**Stated problem:** Can you quote the lines below exactly, starting at the line with "In this exercise you will tag the chandelier" and going through the last one?

Dataset items:
begin
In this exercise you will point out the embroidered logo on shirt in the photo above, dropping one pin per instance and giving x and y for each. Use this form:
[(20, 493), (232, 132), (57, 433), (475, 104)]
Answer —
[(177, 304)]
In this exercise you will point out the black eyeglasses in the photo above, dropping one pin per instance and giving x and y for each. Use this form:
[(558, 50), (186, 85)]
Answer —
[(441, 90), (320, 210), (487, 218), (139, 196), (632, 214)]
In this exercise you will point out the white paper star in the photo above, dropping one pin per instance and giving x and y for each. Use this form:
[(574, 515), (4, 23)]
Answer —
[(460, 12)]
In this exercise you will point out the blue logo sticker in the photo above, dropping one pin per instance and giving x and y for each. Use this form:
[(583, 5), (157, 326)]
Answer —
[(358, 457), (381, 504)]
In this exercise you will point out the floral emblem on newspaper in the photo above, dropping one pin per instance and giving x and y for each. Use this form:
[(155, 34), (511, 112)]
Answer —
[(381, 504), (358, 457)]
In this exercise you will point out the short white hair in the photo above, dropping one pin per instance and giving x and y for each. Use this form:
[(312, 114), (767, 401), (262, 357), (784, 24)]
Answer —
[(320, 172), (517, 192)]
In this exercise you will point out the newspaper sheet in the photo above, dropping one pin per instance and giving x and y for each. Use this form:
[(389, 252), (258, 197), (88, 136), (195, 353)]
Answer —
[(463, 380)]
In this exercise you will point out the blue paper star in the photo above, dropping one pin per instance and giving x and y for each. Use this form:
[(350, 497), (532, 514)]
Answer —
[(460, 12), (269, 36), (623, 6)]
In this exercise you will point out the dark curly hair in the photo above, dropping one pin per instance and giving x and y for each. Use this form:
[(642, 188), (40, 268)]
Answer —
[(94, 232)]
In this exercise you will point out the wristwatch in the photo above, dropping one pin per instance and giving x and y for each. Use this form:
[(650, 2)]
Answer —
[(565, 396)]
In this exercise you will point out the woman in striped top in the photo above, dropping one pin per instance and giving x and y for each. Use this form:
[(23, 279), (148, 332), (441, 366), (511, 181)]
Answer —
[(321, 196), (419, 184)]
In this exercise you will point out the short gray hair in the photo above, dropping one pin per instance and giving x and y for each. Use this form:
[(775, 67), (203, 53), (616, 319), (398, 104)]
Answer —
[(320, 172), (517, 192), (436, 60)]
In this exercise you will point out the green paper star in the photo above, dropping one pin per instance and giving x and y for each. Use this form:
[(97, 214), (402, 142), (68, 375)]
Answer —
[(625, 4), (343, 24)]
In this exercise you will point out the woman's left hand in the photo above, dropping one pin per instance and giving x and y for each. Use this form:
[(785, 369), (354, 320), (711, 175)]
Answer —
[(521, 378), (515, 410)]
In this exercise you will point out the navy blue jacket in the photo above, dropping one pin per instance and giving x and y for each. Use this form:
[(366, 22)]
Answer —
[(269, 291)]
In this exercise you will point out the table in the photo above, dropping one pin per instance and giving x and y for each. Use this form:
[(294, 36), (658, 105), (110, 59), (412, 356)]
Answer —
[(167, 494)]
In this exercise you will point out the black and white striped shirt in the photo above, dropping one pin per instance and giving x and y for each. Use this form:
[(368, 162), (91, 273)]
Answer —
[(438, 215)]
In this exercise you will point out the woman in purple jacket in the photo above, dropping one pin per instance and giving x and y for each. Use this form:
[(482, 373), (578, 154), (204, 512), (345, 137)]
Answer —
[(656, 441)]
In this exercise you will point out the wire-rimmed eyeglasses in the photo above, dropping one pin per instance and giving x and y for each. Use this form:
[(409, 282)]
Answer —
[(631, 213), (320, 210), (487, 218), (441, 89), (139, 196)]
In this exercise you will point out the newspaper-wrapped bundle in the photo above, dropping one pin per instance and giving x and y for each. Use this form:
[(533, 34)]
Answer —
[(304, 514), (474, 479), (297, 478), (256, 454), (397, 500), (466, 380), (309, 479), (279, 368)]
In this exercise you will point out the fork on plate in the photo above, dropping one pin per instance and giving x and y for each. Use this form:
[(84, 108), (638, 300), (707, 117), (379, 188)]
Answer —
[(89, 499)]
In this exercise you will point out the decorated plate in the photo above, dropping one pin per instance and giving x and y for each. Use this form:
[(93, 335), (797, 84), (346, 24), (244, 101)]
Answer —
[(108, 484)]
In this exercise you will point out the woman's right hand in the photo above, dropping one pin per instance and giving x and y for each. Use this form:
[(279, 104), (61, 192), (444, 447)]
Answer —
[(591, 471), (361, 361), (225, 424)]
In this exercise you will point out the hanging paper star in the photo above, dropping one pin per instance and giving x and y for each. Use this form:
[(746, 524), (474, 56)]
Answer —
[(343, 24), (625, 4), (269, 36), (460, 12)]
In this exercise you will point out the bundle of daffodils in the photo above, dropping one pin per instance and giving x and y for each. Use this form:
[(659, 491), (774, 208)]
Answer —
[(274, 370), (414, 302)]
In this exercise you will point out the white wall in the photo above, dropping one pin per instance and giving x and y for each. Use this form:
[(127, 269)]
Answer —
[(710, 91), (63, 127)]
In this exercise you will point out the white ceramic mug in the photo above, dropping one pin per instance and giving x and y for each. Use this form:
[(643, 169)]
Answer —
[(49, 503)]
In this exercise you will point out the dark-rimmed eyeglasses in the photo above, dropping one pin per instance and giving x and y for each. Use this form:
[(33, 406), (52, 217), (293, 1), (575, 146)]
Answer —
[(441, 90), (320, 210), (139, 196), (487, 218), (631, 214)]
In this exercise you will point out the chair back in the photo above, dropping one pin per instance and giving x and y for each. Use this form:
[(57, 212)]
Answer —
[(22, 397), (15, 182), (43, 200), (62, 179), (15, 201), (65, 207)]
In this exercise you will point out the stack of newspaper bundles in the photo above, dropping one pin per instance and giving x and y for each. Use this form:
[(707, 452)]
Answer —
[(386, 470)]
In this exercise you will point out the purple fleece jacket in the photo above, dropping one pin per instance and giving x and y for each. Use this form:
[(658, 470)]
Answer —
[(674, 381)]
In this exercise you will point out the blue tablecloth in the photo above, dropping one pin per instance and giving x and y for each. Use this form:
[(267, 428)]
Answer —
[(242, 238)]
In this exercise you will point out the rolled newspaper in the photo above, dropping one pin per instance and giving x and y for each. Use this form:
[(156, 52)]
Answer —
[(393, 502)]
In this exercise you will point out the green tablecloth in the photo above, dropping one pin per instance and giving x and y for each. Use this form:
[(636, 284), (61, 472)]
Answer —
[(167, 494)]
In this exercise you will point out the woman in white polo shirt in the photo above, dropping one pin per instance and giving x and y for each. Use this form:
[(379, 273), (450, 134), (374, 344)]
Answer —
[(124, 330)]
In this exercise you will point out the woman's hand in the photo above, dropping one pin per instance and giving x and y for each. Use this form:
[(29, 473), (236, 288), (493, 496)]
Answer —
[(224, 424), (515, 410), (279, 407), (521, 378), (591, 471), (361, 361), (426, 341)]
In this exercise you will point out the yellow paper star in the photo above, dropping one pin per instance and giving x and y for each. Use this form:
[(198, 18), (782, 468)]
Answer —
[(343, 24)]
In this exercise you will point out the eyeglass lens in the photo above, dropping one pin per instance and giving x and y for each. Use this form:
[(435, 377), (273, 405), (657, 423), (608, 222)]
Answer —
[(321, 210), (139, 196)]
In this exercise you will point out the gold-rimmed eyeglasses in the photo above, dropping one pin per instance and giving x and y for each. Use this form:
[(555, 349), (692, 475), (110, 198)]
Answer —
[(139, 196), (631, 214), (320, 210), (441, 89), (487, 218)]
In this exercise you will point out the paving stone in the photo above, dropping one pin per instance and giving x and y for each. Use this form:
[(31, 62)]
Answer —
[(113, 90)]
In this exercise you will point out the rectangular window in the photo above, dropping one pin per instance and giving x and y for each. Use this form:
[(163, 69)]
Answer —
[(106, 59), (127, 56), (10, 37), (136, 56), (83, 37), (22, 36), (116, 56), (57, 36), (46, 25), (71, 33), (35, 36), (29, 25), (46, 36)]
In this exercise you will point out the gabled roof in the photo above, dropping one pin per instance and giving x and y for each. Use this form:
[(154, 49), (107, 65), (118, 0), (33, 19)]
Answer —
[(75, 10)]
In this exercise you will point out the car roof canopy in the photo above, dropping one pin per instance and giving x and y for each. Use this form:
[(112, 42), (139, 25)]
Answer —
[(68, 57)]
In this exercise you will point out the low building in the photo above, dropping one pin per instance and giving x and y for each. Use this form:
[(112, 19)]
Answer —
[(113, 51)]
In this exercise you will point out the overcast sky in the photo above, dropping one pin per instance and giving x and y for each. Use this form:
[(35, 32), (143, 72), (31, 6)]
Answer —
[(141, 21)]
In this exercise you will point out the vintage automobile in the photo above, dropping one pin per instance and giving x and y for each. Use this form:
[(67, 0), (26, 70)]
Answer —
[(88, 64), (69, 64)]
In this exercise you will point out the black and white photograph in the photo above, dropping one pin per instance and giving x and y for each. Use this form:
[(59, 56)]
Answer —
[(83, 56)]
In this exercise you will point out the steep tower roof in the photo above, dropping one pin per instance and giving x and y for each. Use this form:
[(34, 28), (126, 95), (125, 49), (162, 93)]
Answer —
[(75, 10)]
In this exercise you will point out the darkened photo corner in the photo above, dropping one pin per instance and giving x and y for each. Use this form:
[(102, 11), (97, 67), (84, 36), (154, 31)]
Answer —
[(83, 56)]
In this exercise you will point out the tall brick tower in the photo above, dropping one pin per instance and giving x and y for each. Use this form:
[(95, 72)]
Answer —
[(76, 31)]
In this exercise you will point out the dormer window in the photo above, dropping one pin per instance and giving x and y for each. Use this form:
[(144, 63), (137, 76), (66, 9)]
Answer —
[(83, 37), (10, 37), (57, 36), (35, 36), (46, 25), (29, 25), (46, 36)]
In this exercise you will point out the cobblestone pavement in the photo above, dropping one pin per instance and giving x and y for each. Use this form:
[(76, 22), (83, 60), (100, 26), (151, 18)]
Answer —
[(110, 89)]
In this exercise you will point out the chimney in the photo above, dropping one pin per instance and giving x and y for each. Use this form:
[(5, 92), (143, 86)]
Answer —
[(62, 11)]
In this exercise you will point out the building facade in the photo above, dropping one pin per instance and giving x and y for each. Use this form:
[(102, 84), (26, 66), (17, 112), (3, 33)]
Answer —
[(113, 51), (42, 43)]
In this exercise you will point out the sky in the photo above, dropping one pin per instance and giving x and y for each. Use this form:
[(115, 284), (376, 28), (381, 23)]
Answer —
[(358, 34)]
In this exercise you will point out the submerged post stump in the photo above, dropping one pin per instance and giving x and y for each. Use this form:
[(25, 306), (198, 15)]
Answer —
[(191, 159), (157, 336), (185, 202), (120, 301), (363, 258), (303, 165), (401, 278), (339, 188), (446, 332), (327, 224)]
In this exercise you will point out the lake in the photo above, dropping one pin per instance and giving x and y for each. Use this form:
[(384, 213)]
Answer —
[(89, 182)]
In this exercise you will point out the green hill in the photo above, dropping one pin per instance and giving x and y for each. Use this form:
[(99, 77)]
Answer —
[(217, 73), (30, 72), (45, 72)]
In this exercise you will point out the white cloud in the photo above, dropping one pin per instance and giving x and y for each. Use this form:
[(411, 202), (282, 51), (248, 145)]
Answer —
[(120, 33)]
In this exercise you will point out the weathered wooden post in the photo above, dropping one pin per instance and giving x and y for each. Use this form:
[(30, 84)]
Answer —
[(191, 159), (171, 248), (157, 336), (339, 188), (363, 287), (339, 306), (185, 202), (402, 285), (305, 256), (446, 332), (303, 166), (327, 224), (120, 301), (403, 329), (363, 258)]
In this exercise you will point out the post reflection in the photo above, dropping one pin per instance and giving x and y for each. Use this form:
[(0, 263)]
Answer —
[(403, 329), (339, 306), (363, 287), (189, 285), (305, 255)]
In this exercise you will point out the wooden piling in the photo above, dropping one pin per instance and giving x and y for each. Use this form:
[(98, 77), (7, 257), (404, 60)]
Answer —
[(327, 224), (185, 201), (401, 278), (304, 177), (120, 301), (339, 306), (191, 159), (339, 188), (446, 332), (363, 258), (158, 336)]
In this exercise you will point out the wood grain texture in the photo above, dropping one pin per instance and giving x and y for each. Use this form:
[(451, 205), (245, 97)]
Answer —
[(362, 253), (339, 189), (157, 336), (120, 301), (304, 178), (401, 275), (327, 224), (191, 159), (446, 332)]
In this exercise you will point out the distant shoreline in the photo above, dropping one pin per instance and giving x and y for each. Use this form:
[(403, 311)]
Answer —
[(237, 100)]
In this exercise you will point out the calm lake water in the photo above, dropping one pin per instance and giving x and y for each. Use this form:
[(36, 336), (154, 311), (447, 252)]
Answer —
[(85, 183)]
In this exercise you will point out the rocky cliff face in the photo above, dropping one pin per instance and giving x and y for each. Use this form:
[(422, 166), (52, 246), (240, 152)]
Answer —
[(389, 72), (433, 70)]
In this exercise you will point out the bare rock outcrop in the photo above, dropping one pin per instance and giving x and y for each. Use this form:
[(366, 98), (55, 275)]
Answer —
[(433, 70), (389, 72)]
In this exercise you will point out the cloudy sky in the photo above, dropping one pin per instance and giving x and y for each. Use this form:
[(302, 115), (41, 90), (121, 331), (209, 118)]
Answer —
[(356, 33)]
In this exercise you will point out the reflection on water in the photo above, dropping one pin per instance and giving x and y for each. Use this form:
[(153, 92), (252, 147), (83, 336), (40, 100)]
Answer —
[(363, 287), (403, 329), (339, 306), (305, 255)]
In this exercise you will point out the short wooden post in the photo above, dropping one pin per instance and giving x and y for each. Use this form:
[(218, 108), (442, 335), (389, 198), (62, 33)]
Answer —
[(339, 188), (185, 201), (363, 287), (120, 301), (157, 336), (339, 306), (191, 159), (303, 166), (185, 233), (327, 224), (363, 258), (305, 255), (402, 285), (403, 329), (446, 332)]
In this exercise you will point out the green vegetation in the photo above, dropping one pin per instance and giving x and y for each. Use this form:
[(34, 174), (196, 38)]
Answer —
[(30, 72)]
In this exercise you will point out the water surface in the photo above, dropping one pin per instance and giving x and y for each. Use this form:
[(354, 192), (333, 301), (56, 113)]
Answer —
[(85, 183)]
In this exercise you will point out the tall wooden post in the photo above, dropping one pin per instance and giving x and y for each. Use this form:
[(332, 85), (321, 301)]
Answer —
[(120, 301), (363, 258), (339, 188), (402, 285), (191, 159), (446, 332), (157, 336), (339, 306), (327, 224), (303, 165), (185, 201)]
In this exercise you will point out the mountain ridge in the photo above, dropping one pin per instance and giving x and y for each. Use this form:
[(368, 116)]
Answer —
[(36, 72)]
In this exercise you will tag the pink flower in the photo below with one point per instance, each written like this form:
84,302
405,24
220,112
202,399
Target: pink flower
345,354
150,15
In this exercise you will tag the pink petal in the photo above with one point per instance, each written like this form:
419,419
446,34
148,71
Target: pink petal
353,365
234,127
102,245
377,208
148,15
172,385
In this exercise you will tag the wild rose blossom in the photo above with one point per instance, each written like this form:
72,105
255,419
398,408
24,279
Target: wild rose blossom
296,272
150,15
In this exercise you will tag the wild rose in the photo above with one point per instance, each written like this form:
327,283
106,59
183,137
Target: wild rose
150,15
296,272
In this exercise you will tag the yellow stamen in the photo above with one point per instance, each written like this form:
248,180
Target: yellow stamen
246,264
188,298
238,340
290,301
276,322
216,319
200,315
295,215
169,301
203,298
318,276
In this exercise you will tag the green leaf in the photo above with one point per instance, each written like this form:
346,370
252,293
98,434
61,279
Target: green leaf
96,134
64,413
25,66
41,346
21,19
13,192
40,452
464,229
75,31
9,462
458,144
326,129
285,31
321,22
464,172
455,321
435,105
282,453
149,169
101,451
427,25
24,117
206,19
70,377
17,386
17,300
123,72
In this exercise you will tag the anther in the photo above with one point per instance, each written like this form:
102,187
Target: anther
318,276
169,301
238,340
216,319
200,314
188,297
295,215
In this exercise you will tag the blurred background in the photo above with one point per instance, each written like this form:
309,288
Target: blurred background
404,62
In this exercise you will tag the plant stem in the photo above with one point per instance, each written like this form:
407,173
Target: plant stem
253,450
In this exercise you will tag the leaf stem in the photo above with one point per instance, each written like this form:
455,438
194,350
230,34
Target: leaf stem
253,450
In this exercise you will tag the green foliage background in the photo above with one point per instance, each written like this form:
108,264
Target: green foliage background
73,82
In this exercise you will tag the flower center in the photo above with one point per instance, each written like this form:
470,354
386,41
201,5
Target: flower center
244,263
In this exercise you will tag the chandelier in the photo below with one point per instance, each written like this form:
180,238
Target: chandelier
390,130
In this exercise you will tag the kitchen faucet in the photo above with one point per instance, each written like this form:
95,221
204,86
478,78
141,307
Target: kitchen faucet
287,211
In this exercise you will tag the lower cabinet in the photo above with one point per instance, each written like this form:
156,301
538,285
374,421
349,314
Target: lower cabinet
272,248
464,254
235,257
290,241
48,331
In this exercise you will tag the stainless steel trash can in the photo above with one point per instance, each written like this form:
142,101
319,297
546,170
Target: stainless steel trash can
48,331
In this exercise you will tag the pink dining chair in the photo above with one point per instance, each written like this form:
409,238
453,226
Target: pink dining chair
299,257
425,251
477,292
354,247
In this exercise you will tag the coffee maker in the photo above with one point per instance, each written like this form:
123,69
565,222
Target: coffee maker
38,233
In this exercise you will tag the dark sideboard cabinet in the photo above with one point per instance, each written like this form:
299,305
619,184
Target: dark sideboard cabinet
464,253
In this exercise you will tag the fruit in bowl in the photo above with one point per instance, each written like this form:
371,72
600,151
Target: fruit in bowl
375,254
end
**Reply to the task:**
In this exercise you will tag the chandelier in the photo below with one point per instance, each written like this form:
180,238
Target: chandelier
390,130
In this exercise you will tag the kitchen faucet in the photo above with one point per instance, each written like this form:
95,221
204,86
478,78
141,307
Target: kitchen faucet
287,211
In this exercise you will tag the lower cabinet in the photo above with one point per instance, each written like this form:
156,301
538,285
374,421
349,314
Target: lower cabinet
272,248
464,254
235,257
290,241
48,331
In this exercise you will tag the stainless steel trash can in the photo above with one point per instance, each written like this form:
142,101
319,297
546,170
Target: stainless steel trash can
48,331
In this exercise you will tag the pink dining chair in the photo above with one point per instance, each written like this form:
409,238
453,226
Target: pink dining chair
299,257
425,251
477,292
354,247
In this exercise you will tag the coffee maker in the photo above with one point per instance, each written like this form:
123,69
565,222
Target: coffee maker
38,233
In this exercise you will tag the dark sideboard cabinet in the photo above with one point per instance, each written like this form:
299,305
619,184
Target: dark sideboard cabinet
464,253
In this exercise you will tag the fruit in bowl in the photo above with one point per instance, each written like this form:
371,72
600,151
Target: fruit in bowl
375,254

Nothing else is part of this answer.